Интересно, что за все время похода нам ни разу не пришлось столкнуться с японской кавалерией. Этот род оружия был у них плох и избегал столкновения с нами. За всю кампанию отмечены лишь две кавалерийских схватки: у сибирских казаков ген. Самсонова и у нас 1 мая, когда, благодаря песчаной буре, сотня уральцев подъесаула Железнова внезапно наткнулась на два эскадрона японцев, причем в кратком бою один был изрублен, а другой спасся бегством. Понятна поэтому наша радость, когда 16 июня в бою отряда под Ляоянвопой мы увидели, что 23 эскадрона ген. Акиямы двинулись против нас. Ген. Мищенко бросил на них бывшие под рукой 10 сотен Урало-Забайкальской дивизии... Увы, ген. Акияма не принял атаки, повернул и ушел за свою пехоту.

Результаты «майского набега» таковы: разгромлены две транспортных дороги со складами, запасами и телеграфными линиями; уничтожено более 800 повозок с ценным грузом и уведено более 200 лошадей; взято в плен 234 японца (5 офицеров) и не менее 500 выведено из строя. Определено точно расположение трех дивизий ген. Ноги и, между прочим, захвачен курьер с большой корреспонденцией, адресованной ему. Стоил нам набег 187 убитыми и ранеными.

Но не в этой материальной стороне — главное. При неподвижном стоянии обеих армий на месте трудно было достигнуть большего. Важен был тот моральный подъем, который явился следствием набега — как в отряде, так до некоторой степени и в армии. Картины бегущего и сдающегося в плен противника [161] не слишком часто радовали нас на протяжении злополучной кампании.

Главнокомандующий прислал телеграмму:

«Радуюсь и поздравляю ген. Мищенко и всех его казаков с полным и блестящим успехом. Лихой и отважный набег. Сейчас донес о нем государю».
* * *

Ген. Мищенко любил офицеров и казаков, сердечно заботился о них и не давал в обиду. Пользовался среди них совершенно исключительным обаянием. Внутренне горячий, но внешне медлительно-спокойный в бою — он одним своим видом внушал спокойствие дрогнувшим частям. Вне службы, за общей штабной трапезой или в гостях у полков, он вносил радушие, приветливость и полную непринужденность, сдерживаемую только любовью и уважением к присутствующему начальнику.

Популярность ген. Мищенко, в связи с успехами его отряда, распространялась далеко за его пределами. И началось к нам паломничество. Приезжали офицеры из России под предлогом кратковременного отпуска и оставались в отряде. Бежали из других частей армии офицеры и солдаты, в особенности в томительный период бездействия на Сипингайских позициях, когда только на флангах, преимущественно у нас, шли еще бои. Приходили без всяких документов, иногда с неясным формуляром и со сбивчивыми показаниями, Мищенко встречал приходивших с напускной угрюмостью, но, в конце концов, принимал всех. В массе приходил к нам элемент прекрасный, истинно боевой.

Задание: Сколько японцев было взято в плен во время «майского набега», согласно отрывку о набеге отряда ген. Мищенко?

Записи:
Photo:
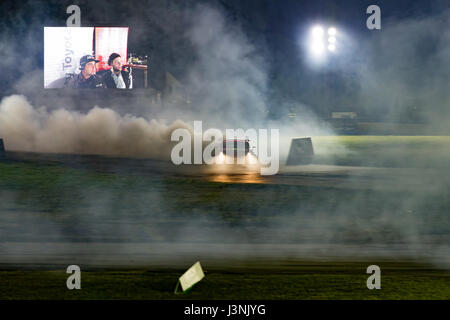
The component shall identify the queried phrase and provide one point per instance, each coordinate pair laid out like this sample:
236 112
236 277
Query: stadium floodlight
322 39
317 32
317 45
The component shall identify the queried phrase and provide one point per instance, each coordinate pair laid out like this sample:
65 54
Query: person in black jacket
116 77
87 78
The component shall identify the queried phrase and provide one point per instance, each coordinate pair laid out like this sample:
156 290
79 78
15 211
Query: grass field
319 281
88 201
384 151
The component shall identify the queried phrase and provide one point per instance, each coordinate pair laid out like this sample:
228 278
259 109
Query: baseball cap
85 59
112 57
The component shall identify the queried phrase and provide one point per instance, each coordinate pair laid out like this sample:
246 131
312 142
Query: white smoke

Ответ: 234 японца, в том числе 5 офицеров.